Taipei recently suffered a power outage. Such is the uncertain nature of the world at the moment that our first thoughts were around the possibility of a Chinese cyber-attack on Taiwanese critical infrastructure. Was this the prelude to an invasion? No, it was simply an outage in power supply. However, it does underline how events in Ukraine can have a knock on effect elsewhere in the world. What exactly are the repercussions for Taiwan after the Russian invasion of Ukraine? Why are we nervous at this particular time? And what are the prospects for a Chinese invasion of Taiwan?
From a Chinese perspective, the Russian invasion of Ukraine offers a number of points to consider. They fall along two lines - the prosecution of the military campaign by Russia and the reaction of the US and other western allies, especially of NATO. The military campaign has appeared to have stalled in the first two weeks. This could be deliberate on the part of the Russian forces - they may be waiting for better ground over which to advance their motorised vehicles. It could possibly be the result of limited Russian war aims, although this seems unlikely. Or it could be the result of poor military planning and issues around logistics and re-supply. In the weeks to come, we shall find out which is which. For now, the war has assumed a character of the medieval - slow paced, siege operations, and a high degree of brutality inflicted upon the civilian population.
What have been effective in Ukraine are portable, hand held, anti-armoured vehicle and anti-aircraft missiles. This is not too surprising. These weapons were effective in Afghanistan against first Russian and then against NATO and American targets. The nature of potential Chinese operations in Taiwan - sea-borne and air-borne assault - does suggest what is known as a 'target rich environment'. It is true that China would be able to access overwhelming force, but the ability to deploy it is entirely a different matter. The lesson in Ukraine suggests, so far, that the balance has shifted to the defence and away from the attack. This increases the potential price of initial military action and the costs of occupation.

Rows from a segmentation dataset:
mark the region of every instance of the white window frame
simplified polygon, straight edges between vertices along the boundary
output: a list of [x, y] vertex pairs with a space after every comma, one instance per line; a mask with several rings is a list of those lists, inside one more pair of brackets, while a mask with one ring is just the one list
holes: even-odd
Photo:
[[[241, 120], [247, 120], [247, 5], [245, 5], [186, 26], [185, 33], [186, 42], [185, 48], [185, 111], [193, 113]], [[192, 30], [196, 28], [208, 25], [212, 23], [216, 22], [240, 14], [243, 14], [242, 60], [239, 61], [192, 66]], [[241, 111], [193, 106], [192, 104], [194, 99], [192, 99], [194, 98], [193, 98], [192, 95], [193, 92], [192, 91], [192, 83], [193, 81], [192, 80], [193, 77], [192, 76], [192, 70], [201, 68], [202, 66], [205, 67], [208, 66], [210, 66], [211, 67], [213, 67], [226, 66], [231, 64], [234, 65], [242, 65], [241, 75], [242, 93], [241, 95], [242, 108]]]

Written instruction 1 — Render this sentence from the essay on Taiwan and the invasion of Ukraine in Spanish: "The lesson in Ukraine suggests, so far, that the balance has shifted to the defence and away from the attack."
Written instruction 2 — Please carry the essay on Taiwan and the invasion of Ukraine forward from its last sentence.
You won't need the records for anything here.

Exercise answer 1 — La lección de Ucrania sugiere, hasta ahora, que el equilibrio se ha inclinado hacia la defensa y se ha alejado del ataque.

Exercise answer 2 —
One factor that must weigh heavily in Beijing is the political cost of failure. If China were to attack Taiwan and fail to achieve the military aims, would the current regime survive? Would the present leadership be replaced by a different set of leaders? Or would this be a signal to replace the Communist Party of China altogether? These are very high stakes indeed. Reflecting this point onto the war in Ukraine, could we be seeing the endgame for President Putin?
The response of the US and European allies has been to detach Russia from the global economy. We have yet to see how successful that will be. Russia has not been abandoned by its Asian allies - China, Iran, and India - but the sanctions have started to have an impact. Since 2014, President Putin has focussed on building a siege economy that is disconnected from the global economy to a larger extent. We shall now see how successful that policy will be. The freezing and seizure of Russian assets in Europe and America has changed the game somewhat. It is inconceivable the China isn't taking note here.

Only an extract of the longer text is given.